TEXTO
--

Servidão Humana

Philip, um jovem com pé boto é a personagem que Somerset Maugham retrata no seu extenso livro "Servidão Humana". Do pai médico, que morre ainda ele não era nascido e da mãe que morre pouco tempo na sequência do parto, a vida de Philip parece uma continuação de partos mal sucedidos e de vidas que fenecem. 
 
Numa escrita que é um trabalho meticuloso, Maugham apresenta-nos o ser humano mergulhado nas múltiplas contingências da vida: o tio pastor e a tia reprimida, mas com amor para dar; a escola onde os outros o escarneces por causa do seu pé defeituoso; as amizade e os sentimentos complexos como o da admiração/inveja. Ou a religiosidade imposta. 
 
Dá-se então o facto de - quase por desespero, rasgar-se uma janela de liberdade: a ida para a Alemanha, para Heidelberg e o encontro com a diferença. E segue-se a tentativa de se encaixar de novo, abraçando uma profissão convencional, a de contabilista. E, depois, um novo rasgar com a partida para Paris, para se tornar pintor. De decepções e de coragem, é disso que este livro fala. De uma nova vida que nasce entretanto, a de médico, e do amor ao qual se entrega...and so on, and so on..

--

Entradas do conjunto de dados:
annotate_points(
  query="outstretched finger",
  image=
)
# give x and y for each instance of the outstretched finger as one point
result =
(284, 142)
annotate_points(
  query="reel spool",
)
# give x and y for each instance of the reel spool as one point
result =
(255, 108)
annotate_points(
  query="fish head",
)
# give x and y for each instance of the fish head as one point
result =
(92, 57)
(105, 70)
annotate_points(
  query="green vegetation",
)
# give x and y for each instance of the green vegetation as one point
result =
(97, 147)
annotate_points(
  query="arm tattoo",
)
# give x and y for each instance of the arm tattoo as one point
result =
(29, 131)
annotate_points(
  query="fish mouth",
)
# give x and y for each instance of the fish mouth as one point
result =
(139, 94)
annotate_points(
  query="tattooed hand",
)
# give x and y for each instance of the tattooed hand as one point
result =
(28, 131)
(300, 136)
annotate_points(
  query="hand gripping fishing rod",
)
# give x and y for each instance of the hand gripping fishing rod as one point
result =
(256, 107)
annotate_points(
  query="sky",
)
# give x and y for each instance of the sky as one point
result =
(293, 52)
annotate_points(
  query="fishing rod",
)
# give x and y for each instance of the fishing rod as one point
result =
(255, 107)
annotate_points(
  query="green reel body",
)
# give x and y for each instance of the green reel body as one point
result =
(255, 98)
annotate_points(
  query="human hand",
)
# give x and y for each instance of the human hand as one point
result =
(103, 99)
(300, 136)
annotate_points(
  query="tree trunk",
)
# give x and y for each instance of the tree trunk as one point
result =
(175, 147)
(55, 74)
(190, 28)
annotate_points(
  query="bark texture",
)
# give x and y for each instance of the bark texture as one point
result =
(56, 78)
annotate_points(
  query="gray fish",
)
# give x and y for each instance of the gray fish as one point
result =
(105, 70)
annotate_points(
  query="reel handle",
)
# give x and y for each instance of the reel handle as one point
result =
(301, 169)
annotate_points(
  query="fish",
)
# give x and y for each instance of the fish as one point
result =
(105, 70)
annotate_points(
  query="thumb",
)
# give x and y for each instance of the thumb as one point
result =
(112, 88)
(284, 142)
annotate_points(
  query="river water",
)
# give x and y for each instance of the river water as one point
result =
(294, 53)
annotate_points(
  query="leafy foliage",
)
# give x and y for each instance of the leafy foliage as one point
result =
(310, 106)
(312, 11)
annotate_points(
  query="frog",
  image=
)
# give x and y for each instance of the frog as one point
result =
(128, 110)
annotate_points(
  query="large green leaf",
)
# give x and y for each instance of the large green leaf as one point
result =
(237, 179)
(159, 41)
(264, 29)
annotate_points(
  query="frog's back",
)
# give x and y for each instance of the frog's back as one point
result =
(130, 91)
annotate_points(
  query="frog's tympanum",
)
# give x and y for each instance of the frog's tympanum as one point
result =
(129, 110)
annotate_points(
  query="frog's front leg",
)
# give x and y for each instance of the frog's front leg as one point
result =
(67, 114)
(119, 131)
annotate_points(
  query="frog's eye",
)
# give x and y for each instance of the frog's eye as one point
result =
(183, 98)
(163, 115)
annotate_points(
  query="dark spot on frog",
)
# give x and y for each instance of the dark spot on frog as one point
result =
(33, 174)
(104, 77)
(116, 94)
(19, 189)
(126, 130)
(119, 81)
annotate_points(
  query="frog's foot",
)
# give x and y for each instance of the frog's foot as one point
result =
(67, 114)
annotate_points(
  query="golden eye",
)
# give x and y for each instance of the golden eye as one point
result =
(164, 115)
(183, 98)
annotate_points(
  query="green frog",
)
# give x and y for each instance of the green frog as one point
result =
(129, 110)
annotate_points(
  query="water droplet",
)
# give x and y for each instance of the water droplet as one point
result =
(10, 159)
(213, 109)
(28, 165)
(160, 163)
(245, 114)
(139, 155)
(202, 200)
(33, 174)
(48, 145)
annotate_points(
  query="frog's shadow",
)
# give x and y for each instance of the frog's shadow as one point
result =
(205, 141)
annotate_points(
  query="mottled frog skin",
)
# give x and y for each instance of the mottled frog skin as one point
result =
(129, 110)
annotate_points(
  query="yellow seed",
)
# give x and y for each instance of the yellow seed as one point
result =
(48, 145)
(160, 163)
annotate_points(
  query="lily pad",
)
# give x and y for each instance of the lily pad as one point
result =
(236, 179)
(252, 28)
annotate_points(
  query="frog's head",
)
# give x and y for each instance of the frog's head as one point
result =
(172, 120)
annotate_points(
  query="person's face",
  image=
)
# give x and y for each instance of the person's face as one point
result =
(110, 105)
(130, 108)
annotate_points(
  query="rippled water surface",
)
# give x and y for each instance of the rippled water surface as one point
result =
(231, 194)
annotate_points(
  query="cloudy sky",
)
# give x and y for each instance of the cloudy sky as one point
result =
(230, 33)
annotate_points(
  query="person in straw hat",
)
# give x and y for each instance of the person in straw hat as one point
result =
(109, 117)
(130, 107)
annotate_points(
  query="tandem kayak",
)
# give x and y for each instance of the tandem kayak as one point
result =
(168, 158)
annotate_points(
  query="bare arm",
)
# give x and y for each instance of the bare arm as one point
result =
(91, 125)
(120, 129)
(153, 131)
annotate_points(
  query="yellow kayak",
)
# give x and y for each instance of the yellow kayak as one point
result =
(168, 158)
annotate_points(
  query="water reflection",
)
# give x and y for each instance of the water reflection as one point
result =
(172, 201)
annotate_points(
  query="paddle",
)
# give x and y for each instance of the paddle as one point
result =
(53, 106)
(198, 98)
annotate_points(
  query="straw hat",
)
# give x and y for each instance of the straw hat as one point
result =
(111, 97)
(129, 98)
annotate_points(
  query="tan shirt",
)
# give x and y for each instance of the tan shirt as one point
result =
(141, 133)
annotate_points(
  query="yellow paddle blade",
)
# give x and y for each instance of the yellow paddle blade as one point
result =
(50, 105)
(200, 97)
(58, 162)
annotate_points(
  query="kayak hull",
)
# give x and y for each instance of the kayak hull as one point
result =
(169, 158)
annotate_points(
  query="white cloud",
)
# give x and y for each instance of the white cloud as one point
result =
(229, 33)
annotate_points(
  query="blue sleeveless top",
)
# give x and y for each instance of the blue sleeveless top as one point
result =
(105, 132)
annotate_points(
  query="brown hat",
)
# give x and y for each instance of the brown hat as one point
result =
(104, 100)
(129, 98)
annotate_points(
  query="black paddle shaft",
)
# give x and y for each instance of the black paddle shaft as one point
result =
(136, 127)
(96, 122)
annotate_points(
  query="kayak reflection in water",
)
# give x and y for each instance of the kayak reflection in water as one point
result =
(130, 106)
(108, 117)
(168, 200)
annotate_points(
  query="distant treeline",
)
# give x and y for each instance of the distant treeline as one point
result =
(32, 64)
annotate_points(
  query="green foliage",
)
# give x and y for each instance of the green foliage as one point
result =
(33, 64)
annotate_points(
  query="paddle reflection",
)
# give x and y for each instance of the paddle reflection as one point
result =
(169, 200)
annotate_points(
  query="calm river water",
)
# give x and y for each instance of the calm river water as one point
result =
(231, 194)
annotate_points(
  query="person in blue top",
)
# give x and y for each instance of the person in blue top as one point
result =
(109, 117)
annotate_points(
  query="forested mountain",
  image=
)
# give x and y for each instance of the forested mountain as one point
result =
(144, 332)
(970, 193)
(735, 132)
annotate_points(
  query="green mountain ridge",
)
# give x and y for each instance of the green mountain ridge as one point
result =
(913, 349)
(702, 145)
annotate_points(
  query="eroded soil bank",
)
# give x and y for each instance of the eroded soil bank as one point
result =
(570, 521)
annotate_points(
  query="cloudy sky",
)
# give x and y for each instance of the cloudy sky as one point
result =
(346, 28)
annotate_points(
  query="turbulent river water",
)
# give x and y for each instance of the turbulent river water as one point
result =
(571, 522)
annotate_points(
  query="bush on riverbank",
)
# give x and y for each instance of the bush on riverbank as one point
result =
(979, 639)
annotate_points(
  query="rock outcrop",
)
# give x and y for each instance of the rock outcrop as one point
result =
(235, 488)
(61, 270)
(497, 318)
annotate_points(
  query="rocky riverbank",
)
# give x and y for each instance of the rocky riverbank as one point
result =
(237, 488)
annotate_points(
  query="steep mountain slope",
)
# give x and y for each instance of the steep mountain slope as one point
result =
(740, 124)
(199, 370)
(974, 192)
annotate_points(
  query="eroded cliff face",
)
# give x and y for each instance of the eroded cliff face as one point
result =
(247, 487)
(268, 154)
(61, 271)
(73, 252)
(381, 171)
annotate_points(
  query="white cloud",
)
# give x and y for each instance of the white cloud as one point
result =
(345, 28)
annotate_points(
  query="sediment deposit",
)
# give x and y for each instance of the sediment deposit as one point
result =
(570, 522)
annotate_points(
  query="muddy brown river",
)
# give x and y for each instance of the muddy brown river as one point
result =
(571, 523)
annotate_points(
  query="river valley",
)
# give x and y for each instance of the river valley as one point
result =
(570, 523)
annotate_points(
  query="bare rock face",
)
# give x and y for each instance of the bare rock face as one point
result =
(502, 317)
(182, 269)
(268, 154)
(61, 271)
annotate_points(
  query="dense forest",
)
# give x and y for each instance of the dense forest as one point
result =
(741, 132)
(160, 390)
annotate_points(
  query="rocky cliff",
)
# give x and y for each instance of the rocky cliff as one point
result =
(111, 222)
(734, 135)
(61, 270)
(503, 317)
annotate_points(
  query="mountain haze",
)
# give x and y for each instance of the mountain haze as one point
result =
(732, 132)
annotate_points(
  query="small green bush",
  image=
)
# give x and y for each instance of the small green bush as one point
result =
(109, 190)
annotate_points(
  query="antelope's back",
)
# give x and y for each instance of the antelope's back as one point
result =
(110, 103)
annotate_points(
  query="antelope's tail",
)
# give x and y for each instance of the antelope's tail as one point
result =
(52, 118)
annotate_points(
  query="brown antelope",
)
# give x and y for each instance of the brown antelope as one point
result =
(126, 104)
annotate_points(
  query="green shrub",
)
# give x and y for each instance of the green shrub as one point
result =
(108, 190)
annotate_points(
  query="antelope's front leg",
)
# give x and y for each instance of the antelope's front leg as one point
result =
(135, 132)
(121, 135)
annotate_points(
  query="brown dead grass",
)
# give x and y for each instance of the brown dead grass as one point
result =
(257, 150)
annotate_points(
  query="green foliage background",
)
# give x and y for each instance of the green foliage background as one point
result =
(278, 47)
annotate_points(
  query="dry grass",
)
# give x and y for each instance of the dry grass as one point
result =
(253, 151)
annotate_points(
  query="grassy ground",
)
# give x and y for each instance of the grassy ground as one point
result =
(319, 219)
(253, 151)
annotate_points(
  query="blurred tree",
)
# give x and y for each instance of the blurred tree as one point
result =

--

TAREFAS PROPOSTAS
a - Pode transcrever, tal como aparece no texto sobre «Servidão Humana», o trecho que começa nas palavras que contêm "Philip, um jovem" e termina em "a religiosidade imposta."?
b - Como ficaria, de forma mais breve e mantendo os factos principais, o parágrafo do texto sobre «Servidão Humana» que começa por "Philip, um jovem com pé boto"?

RESPOSTAS AOS EXERCÍCIOS
a -
Philip, um jovem com pé boto é a personagem que Somerset Maugham retrata no seu extenso livro "Servidão Humana". Do pai médico, que morre ainda ele não era nascido e da mãe que morre pouco tempo na sequência do parto, a vida de Philip parece uma continuação de partos mal sucedidos e de vidas que fenecem. 
 
Numa escrita que é um trabalho meticuloso, Maugham apresenta-nos o ser humano mergulhado nas múltiplas contingências da vida: o tio pastor e a tia reprimida, mas com amor para dar; a escola onde os outros o escarneces por causa do seu pé defeituoso; as amizade e os sentimentos complexos como o da admiração/inveja. Ou a religiosidade imposta.

b - Em «Servidão Humana», Somerset Maugham retrata Philip, um jovem com pé boto. O pai, médico, morre antes de ele nascer, e a mãe pouco depois do parto. A vida de Philip parece assim uma sucessão de partos mal sucedidos e de vidas que fenecem.